■ TASK BRIEF ■
Find the line containing "Would you mind marking the white". Reproduce it and every line after it up to the end of the records, exactly as written.

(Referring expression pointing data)

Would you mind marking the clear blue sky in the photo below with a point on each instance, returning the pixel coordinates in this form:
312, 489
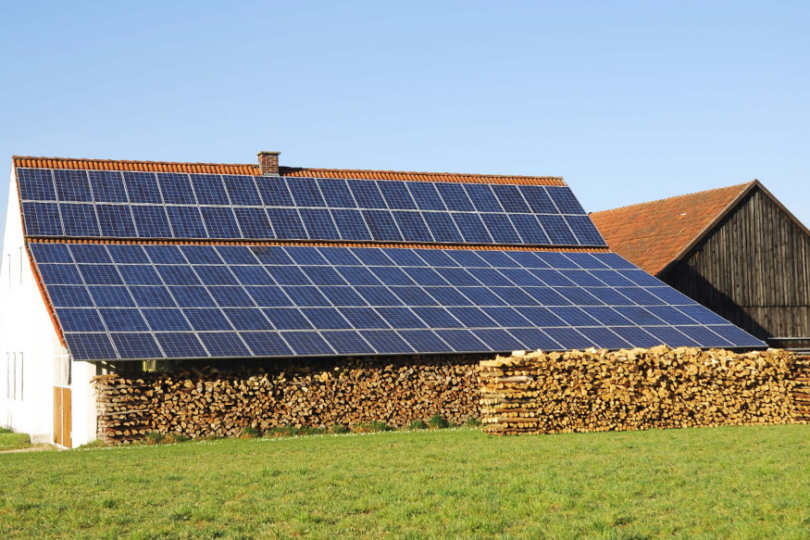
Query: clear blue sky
629, 101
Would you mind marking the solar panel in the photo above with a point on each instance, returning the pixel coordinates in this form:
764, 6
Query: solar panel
205, 206
143, 301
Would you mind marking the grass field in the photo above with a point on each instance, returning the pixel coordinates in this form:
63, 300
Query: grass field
748, 482
13, 441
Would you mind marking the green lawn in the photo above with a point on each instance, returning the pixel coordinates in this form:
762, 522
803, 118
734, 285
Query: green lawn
747, 482
12, 441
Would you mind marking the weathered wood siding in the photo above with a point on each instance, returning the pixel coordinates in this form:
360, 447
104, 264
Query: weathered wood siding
753, 269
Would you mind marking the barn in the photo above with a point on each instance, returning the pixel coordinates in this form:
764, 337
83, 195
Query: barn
113, 266
736, 250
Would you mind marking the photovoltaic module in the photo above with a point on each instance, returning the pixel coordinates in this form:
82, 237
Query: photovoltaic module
474, 271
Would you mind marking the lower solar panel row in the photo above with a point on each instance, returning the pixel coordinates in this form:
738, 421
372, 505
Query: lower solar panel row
231, 255
142, 346
84, 220
366, 318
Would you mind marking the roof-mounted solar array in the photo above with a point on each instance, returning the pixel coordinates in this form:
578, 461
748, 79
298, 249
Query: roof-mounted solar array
209, 269
129, 205
163, 301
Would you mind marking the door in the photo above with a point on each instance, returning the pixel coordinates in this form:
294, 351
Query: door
61, 416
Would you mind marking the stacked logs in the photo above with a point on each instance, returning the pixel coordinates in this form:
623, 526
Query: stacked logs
598, 390
203, 402
801, 391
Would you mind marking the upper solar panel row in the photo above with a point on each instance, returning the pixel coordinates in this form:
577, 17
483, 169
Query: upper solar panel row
109, 204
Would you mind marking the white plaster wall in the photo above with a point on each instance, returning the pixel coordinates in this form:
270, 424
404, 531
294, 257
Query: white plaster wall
27, 329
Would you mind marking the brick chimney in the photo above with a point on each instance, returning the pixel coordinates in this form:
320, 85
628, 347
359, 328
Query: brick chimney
268, 163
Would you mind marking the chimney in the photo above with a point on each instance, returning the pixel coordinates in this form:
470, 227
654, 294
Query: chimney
268, 163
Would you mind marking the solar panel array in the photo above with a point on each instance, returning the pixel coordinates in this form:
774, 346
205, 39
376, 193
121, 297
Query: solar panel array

■ SOLUTION TO THIS EXERCISE ■
Would you mind marking the white plaster wall in the photo above with a point on each instance, returning the pixel coordinates in this form:
270, 424
404, 531
294, 257
Query: white plaster wall
27, 329
Would you mind marking the brick chimney in the photo above with a point on each instance, returning the pixel coordinates in this form:
320, 85
628, 347
359, 328
Query: brick chimney
268, 163
Would you mind marking the chimney in the photo above with a point on each instance, returning the pixel coordinates in this form:
470, 227
654, 294
Query: chimney
268, 163
Would you mind marking the solar panel array in the photo above with a point on each instance, returning the pixel coordinates in this form:
774, 346
205, 39
376, 193
121, 297
Query: solar panel array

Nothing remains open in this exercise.